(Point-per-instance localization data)
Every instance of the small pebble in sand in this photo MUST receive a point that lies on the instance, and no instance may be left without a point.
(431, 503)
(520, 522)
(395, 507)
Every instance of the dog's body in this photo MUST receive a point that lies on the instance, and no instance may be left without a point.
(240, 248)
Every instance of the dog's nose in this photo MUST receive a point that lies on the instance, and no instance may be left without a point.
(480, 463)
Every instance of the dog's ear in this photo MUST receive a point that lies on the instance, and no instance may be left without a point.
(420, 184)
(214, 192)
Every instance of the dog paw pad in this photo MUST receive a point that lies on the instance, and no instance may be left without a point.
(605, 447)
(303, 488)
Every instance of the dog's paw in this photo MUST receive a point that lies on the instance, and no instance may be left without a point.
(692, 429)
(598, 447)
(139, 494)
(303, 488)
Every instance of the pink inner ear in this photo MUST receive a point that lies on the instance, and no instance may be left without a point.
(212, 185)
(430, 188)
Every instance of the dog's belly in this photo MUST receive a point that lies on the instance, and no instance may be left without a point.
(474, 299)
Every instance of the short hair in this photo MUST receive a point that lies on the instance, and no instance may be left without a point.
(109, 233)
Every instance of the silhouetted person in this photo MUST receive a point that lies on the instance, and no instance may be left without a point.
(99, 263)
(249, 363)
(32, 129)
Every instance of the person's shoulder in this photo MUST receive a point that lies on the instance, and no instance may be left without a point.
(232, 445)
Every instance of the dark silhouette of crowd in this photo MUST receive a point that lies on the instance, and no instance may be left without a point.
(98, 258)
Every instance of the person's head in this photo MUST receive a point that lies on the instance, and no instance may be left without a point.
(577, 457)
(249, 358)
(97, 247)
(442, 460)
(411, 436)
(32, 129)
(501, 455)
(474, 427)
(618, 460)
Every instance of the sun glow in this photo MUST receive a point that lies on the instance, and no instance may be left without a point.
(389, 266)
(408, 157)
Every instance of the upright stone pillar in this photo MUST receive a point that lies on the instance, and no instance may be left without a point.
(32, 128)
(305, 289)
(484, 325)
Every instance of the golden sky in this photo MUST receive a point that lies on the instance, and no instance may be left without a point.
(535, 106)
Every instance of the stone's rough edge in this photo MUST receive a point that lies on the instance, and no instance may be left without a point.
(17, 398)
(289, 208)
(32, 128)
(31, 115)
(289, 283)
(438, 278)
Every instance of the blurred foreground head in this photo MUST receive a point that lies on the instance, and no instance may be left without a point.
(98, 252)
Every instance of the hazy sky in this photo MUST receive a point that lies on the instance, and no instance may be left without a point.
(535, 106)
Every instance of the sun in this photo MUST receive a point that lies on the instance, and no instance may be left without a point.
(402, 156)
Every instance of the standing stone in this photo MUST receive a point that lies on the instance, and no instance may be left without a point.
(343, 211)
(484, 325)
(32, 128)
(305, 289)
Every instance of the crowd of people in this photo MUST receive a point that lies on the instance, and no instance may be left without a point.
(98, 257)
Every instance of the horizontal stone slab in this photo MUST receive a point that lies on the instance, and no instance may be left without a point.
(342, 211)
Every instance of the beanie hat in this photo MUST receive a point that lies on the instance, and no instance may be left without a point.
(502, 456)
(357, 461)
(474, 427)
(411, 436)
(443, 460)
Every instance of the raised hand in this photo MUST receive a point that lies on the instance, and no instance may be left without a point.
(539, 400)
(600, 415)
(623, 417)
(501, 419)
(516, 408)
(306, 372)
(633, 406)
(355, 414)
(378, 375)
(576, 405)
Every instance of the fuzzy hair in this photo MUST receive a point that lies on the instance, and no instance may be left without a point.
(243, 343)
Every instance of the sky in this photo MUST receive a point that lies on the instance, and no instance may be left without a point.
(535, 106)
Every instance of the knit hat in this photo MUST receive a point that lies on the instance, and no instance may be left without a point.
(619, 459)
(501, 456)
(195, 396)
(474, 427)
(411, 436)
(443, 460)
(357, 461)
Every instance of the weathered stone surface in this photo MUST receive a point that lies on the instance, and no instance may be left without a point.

TASK TO CARRY OUT>
Quote every line of the data, word for word.

RESPONSE AREA>
Every instance of the small pebble in sand in this photo MUST receive a point that lies on the instance, and no instance may be left without a point.
(431, 503)
(520, 522)
(395, 507)
Every instance of the dog's body in this photo MUST receive a point that lies on the instance, and no instance may be left without a point.
(240, 248)
Every instance of the dog's nose in this photo MUST receive a point that lies on the instance, and no instance may be left without a point.
(480, 463)
Every instance of the dog's ear in this photo MUST receive a point that lies on the instance, and no instance may be left without a point.
(420, 184)
(214, 192)
Every instance of the dog paw pad in this photo MUST receive a point that lies on the instance, and no instance may be left without a point.
(605, 447)
(303, 488)
Every instance of the dog's paw in this photo MUST receive a point that lies on the instance, and no instance may be left without a point.
(692, 429)
(598, 447)
(139, 494)
(303, 488)
Every instance of the pink inner ear in this photo MUST receive a point that lies on the instance, and no instance may be left without a point.
(212, 185)
(430, 188)
Every instance of the dog's belly in this photo MUST receive a point that lies on the instance, and no instance may be left without a point.
(474, 299)
Every instance of the short hair in this photo MUST receive a point that lies on the instance, and no instance may be left without a point.
(109, 233)
Every instance of the silhouetted person in this photo MUST receive a point that lies on the instance, and no instance may be left without a point.
(99, 263)
(249, 363)
(32, 129)
Every instance of the person's shoulder in this photo MUST receive a point that lies on the instance, and no instance may be left without a point.
(232, 445)
Every instance of the dark silhouette of crowd in this photo MUST receive a point that lies on the instance, and no instance may be left without a point.
(98, 258)
Every instance of the person's head in this photo MUST receive a point that lies on the instance, and no instance may be left without a point.
(577, 457)
(249, 358)
(97, 247)
(442, 460)
(411, 436)
(32, 129)
(501, 455)
(474, 427)
(618, 460)
Every instance of the sun glow in this photo MUST receive a point that lies on the instance, and no instance may be left without a point.
(389, 266)
(408, 157)
Every instance of the upright stone pillar in this photo MUST receive a point that lies on the instance, and no instance may be left without a point.
(32, 128)
(305, 289)
(484, 325)
Every instance of the golden sky in this photo MUST receive a point that lies on the instance, and no instance may be left without a point.
(535, 106)
Every instance of the stone's rough edge in this photo MUST receive a point that lies on the instance, and no instance may be left without a point.
(17, 398)
(289, 208)
(32, 128)
(31, 115)
(289, 283)
(438, 278)
Every instance of the blurred foreground head in this photo MUST receive a point that lies on the instance, and no instance may be left without a point.
(98, 252)
Every instance of the hazy sky in this photo MUST receive a point that lies on the instance, and no instance may be left without a point.
(535, 106)
Every instance of the sun in this photo MUST receive a point that lies on the instance, and no instance may be left without a point.
(402, 156)
Every instance of the standing stone in this photo MUST receive a point that lies on the instance, and no instance may be left without a point.
(343, 211)
(484, 325)
(32, 128)
(305, 289)
Every instance of the crowd of people in this photo MUST receive a point that lies on the instance, and no instance may be left without a point.
(98, 257)
Every instance of the horizontal stone slab in this photo MUST receive a point that lies on the instance, and no instance may be left without a point.
(342, 211)
Every instance of the beanie hat in this photo MUST receive a point that lies on the instance, and no instance may be left without a point.
(502, 456)
(357, 461)
(474, 427)
(411, 436)
(443, 460)
Every instance of the raised hand in this photo MUST receive a point that lies on the instance, and no instance may be left without a point.
(539, 400)
(600, 415)
(623, 417)
(501, 419)
(516, 408)
(306, 372)
(633, 406)
(355, 414)
(378, 375)
(576, 405)
Every instance of the fuzzy hair in this photo MUST receive a point that lies on the instance, and no instance may be left without a point.
(243, 343)
Every instance of the sky in this photo MUST receive a point that lies on the instance, and no instance may be left without a point.
(535, 106)
Every instance of the knit hat in this photo MUST receive a point that lies on the instance, and no instance may be left without a point.
(619, 459)
(501, 456)
(195, 396)
(474, 427)
(411, 436)
(443, 460)
(357, 461)
Every instance of the weathered stone surface in this photo MUST receive a point that lies on the instance, and no instance may be left without a point.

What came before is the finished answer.